Extract each line from the entries below that contains the string "lamb".
%%
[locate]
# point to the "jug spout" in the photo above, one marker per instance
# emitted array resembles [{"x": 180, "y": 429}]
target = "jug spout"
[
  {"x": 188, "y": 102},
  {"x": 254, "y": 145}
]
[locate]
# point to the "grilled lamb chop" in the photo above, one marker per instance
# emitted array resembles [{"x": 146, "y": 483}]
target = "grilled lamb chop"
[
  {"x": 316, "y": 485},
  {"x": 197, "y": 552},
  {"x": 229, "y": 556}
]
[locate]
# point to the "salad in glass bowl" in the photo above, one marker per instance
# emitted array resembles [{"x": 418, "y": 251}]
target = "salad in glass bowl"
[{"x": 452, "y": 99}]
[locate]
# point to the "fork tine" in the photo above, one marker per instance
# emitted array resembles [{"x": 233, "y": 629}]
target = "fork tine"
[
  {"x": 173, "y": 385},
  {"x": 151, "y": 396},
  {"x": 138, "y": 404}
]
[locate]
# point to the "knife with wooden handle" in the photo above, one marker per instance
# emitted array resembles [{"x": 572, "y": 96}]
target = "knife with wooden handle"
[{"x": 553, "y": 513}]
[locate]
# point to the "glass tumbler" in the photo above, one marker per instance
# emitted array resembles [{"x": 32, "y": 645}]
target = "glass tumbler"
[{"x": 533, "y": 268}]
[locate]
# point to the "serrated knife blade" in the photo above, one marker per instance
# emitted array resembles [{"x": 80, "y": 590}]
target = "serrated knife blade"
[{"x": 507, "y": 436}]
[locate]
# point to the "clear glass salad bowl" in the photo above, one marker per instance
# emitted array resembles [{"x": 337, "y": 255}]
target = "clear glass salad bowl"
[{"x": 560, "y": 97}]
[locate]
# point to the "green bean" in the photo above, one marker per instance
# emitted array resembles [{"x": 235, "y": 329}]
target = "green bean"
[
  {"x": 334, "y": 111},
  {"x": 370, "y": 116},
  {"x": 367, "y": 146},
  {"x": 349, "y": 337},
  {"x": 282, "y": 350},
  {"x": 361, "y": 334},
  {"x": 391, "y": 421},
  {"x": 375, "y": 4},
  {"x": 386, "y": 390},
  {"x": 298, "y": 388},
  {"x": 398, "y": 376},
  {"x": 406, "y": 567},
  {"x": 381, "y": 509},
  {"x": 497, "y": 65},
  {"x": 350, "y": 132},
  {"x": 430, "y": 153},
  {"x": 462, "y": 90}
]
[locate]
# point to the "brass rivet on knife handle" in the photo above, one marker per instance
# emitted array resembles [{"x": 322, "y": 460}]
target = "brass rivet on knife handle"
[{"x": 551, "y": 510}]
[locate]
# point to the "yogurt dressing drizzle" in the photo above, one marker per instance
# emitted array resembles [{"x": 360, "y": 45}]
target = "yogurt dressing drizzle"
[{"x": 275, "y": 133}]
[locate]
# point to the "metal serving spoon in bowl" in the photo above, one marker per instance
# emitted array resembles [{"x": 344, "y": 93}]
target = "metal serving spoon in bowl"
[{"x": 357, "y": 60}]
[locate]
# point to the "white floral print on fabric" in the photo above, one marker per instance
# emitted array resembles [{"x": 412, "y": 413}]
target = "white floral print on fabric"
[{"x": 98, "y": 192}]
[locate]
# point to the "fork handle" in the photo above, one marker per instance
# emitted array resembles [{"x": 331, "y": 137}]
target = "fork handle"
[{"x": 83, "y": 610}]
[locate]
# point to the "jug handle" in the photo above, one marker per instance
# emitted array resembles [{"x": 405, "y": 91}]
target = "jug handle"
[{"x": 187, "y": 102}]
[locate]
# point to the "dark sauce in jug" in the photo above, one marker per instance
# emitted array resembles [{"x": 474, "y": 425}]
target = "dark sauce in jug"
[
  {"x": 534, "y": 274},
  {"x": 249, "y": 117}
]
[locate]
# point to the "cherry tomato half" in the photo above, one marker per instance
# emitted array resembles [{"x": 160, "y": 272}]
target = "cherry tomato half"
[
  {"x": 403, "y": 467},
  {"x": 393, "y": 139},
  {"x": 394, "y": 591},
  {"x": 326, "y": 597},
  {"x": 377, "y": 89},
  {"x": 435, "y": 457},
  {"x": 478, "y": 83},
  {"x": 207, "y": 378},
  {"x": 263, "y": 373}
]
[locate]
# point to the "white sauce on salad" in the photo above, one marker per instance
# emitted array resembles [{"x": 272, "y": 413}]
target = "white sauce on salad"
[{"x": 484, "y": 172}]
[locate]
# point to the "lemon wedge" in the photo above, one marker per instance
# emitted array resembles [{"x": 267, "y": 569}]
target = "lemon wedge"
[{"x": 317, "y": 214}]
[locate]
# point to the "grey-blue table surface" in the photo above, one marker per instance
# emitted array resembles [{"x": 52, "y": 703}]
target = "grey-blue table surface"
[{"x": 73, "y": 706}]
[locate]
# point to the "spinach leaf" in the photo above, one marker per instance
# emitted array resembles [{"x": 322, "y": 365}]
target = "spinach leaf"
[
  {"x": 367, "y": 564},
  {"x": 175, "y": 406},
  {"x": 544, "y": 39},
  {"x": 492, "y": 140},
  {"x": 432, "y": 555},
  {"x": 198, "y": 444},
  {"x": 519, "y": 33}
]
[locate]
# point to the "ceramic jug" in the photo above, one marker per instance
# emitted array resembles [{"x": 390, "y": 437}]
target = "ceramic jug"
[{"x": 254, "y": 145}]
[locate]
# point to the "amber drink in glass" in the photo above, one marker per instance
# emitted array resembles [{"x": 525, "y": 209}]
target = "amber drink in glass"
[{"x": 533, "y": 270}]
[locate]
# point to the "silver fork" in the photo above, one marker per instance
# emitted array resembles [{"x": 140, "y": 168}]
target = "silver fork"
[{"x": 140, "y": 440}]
%%
» Full response
# point to the "grilled lamb chop" in the photo above, one marker per instance
target = "grilled lamb chop"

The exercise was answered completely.